■ Aim ■
Please rewrite everything from the line containing "Class, indicate each instance of the shirt sleeve" down to the end of the records, swapping "thumb" for "left thumb" and keeping all else unchanged.

■ Material provided ■
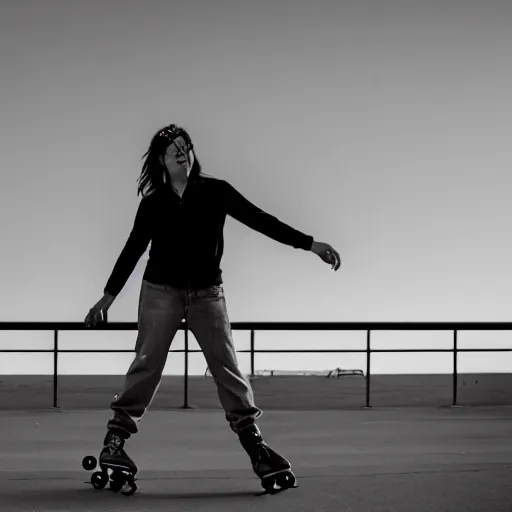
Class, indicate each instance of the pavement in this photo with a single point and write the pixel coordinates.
(415, 459)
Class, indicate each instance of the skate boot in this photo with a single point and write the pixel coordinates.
(273, 470)
(113, 458)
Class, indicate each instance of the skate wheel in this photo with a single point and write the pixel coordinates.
(268, 483)
(99, 480)
(129, 487)
(89, 463)
(286, 480)
(117, 480)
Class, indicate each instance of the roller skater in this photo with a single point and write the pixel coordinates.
(182, 214)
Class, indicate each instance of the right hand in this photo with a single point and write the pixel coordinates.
(98, 313)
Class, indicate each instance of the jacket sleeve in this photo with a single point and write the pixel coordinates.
(136, 245)
(238, 207)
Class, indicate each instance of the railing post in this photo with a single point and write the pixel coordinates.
(252, 352)
(55, 369)
(455, 373)
(368, 372)
(185, 404)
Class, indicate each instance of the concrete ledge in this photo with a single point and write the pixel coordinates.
(279, 393)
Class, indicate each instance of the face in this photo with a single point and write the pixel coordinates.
(176, 158)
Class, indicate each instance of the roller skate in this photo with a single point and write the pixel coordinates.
(273, 470)
(113, 458)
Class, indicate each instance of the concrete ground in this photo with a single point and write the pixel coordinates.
(414, 459)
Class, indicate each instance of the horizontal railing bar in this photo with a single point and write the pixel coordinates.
(256, 351)
(276, 326)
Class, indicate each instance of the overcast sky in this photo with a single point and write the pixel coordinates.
(381, 127)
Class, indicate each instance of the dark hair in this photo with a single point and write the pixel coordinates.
(153, 169)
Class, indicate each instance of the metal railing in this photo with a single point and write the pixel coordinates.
(273, 326)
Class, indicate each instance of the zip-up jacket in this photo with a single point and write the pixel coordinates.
(186, 234)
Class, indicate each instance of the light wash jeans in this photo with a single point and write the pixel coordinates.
(161, 309)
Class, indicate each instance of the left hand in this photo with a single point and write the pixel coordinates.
(327, 254)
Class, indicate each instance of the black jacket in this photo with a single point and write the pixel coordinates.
(186, 234)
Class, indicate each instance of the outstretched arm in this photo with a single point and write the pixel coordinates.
(327, 254)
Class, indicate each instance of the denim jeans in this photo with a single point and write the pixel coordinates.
(161, 310)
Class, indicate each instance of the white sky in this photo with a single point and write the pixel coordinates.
(380, 127)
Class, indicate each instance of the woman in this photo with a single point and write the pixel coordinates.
(183, 216)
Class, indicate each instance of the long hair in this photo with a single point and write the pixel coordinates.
(154, 168)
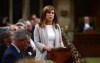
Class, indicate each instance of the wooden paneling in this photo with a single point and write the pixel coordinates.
(87, 44)
(60, 55)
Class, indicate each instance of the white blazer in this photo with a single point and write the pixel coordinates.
(41, 39)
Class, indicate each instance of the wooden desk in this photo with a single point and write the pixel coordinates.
(60, 55)
(88, 44)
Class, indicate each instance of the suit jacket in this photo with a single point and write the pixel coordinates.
(11, 55)
(41, 39)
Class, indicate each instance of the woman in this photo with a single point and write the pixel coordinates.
(47, 33)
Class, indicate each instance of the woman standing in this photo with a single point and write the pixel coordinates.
(47, 33)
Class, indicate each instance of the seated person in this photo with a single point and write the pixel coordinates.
(86, 24)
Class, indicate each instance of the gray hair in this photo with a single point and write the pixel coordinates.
(21, 34)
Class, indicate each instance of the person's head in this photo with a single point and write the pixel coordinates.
(48, 15)
(34, 19)
(86, 19)
(28, 25)
(5, 38)
(29, 60)
(21, 24)
(21, 39)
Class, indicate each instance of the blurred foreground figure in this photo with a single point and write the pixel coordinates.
(20, 43)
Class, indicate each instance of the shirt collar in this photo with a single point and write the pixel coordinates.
(16, 47)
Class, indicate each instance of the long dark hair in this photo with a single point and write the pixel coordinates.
(45, 10)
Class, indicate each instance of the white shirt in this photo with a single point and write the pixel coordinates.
(51, 35)
(87, 26)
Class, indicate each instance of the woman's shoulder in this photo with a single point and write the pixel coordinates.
(37, 25)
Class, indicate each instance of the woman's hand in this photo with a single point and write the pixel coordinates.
(48, 48)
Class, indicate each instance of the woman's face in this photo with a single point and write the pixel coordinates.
(50, 15)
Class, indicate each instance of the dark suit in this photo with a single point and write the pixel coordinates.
(11, 55)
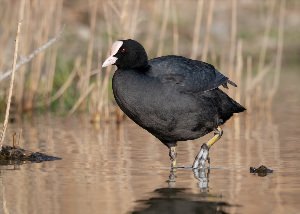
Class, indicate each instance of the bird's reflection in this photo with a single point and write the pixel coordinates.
(202, 175)
(181, 200)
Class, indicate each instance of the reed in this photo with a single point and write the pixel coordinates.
(11, 85)
(158, 25)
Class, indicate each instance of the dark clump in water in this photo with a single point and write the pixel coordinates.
(15, 155)
(177, 200)
(261, 171)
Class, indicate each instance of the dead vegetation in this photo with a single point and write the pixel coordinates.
(163, 26)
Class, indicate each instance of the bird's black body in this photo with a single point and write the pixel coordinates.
(174, 98)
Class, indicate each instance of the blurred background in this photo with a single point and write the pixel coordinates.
(249, 41)
(62, 104)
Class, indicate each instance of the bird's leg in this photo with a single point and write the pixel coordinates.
(204, 151)
(203, 178)
(173, 154)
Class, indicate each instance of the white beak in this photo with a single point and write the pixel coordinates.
(114, 50)
(109, 61)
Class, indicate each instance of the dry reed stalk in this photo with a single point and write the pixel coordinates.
(278, 62)
(207, 30)
(52, 60)
(134, 19)
(6, 18)
(67, 83)
(24, 50)
(163, 27)
(81, 99)
(45, 11)
(89, 57)
(149, 41)
(248, 82)
(21, 15)
(257, 80)
(239, 67)
(232, 38)
(95, 106)
(175, 29)
(197, 28)
(31, 56)
(263, 50)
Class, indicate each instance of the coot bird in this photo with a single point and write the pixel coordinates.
(172, 97)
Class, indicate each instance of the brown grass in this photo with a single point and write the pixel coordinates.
(163, 29)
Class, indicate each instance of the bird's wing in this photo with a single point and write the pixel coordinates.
(186, 75)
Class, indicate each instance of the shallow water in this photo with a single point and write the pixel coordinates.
(123, 169)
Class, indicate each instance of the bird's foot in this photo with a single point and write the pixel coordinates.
(202, 157)
(173, 155)
(201, 175)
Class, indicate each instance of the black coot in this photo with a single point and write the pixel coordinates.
(172, 97)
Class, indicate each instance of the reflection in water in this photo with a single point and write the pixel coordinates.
(179, 200)
(115, 169)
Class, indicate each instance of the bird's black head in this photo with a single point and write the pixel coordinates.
(127, 54)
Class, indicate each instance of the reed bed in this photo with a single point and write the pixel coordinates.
(68, 76)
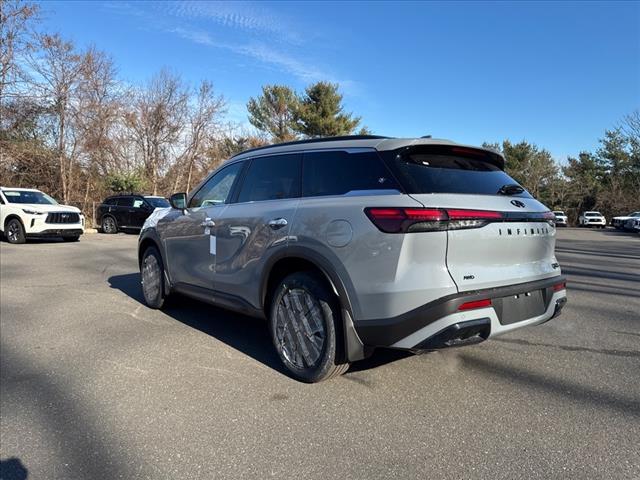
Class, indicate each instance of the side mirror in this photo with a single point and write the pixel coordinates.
(178, 201)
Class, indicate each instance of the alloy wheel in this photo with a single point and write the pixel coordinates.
(151, 278)
(299, 328)
(108, 225)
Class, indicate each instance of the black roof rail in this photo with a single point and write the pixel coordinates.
(315, 140)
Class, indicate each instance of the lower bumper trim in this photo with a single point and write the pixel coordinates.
(57, 232)
(458, 335)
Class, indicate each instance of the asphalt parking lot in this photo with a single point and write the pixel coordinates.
(96, 386)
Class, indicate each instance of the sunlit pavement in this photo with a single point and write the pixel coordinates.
(94, 385)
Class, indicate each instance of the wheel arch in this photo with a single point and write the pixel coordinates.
(10, 217)
(300, 259)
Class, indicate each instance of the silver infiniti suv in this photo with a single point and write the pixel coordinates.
(346, 244)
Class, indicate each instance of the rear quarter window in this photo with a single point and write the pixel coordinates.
(125, 202)
(273, 177)
(341, 172)
(446, 169)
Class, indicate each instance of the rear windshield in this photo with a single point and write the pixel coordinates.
(445, 169)
(158, 202)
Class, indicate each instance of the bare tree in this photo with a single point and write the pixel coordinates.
(15, 42)
(57, 67)
(156, 122)
(203, 119)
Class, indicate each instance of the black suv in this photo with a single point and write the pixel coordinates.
(121, 212)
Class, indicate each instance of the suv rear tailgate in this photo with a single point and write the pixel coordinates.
(516, 250)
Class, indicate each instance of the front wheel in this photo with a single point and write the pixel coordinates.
(152, 273)
(305, 327)
(15, 231)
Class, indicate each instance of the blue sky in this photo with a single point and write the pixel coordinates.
(557, 74)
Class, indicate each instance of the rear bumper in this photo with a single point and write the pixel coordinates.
(440, 324)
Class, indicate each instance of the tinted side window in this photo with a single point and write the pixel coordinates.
(271, 178)
(125, 202)
(337, 173)
(217, 189)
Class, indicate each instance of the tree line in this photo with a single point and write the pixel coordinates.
(71, 127)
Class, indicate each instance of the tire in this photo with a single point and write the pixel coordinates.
(109, 224)
(152, 278)
(306, 328)
(14, 231)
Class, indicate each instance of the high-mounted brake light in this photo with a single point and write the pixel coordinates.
(475, 304)
(560, 286)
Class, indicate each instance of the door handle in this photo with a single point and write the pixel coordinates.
(278, 223)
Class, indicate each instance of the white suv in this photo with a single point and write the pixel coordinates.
(27, 212)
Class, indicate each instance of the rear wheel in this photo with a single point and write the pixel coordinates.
(305, 327)
(15, 231)
(152, 273)
(109, 224)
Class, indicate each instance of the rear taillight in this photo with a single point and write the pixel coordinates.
(475, 304)
(407, 220)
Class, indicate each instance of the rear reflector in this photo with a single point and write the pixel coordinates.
(475, 304)
(560, 286)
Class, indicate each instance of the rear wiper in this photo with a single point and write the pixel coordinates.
(510, 189)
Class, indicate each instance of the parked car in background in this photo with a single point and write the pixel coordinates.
(27, 212)
(122, 212)
(561, 218)
(592, 219)
(621, 221)
(352, 243)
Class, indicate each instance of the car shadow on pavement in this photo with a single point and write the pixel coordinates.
(246, 334)
(12, 469)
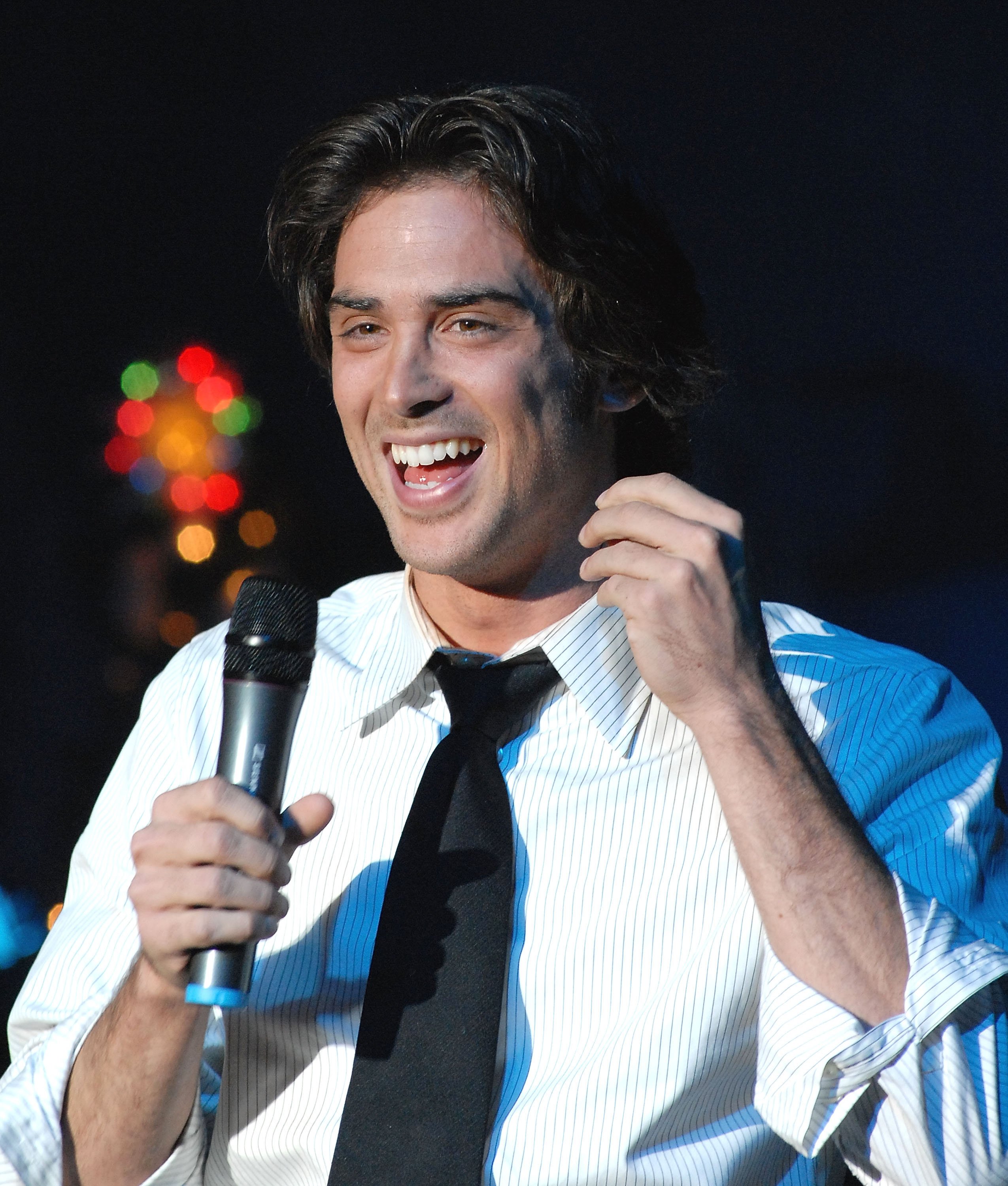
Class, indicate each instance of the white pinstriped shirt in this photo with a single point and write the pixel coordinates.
(651, 1036)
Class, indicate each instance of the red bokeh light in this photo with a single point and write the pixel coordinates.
(134, 418)
(214, 394)
(195, 363)
(222, 493)
(188, 493)
(120, 453)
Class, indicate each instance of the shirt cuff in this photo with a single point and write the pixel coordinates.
(31, 1097)
(816, 1059)
(31, 1109)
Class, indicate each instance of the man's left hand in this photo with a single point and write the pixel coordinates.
(675, 565)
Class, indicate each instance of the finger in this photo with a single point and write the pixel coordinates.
(648, 525)
(618, 590)
(674, 495)
(630, 559)
(209, 842)
(195, 930)
(304, 820)
(206, 885)
(215, 799)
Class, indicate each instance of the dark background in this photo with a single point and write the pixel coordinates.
(835, 171)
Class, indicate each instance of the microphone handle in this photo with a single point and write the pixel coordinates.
(255, 746)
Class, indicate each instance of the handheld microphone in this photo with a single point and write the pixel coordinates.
(267, 662)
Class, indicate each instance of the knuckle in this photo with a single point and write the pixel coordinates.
(736, 523)
(203, 929)
(219, 841)
(222, 884)
(707, 541)
(681, 574)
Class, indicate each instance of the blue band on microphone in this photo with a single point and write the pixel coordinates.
(209, 994)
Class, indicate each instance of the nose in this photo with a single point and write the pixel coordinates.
(412, 387)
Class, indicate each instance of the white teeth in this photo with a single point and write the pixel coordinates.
(436, 451)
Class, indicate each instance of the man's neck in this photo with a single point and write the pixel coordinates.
(483, 621)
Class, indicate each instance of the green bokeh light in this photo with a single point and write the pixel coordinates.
(139, 381)
(235, 419)
(255, 411)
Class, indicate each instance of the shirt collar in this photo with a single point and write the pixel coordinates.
(589, 648)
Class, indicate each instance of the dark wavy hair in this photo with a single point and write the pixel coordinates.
(625, 295)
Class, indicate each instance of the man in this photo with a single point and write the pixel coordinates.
(732, 956)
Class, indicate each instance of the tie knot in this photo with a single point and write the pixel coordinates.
(491, 697)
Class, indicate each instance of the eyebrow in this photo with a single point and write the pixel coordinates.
(458, 299)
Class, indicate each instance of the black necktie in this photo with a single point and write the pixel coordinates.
(418, 1108)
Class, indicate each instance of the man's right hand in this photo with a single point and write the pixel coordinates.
(209, 871)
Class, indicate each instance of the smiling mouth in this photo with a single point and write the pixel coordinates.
(434, 463)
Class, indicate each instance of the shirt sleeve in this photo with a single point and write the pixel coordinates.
(922, 1097)
(94, 943)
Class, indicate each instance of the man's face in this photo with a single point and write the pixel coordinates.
(453, 387)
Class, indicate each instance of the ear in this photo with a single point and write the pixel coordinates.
(615, 398)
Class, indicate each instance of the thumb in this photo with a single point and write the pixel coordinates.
(304, 820)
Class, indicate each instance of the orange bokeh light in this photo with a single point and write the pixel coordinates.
(188, 493)
(195, 363)
(177, 628)
(120, 453)
(134, 418)
(222, 493)
(258, 529)
(214, 394)
(196, 544)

■ The output ■
Class, indicate each instance of the shirt sleeve in this photo with a single point and write the pixel coordinates.
(922, 1097)
(94, 943)
Class, indicate each instance of the man's face in this photo with a single point and write the pixel coordinates.
(453, 387)
Class, indicate each instance of the ear in this photo with a single point and write the pixel coordinates.
(615, 398)
Class, indicate each instance of the left thumb in this photo with a single point and write the pixel coordinates.
(304, 820)
Class, indicate each instance of the orange bokeh light in this photo with a single point and write the pixel coordinates.
(188, 493)
(195, 363)
(177, 628)
(120, 453)
(134, 418)
(222, 493)
(258, 529)
(214, 394)
(196, 544)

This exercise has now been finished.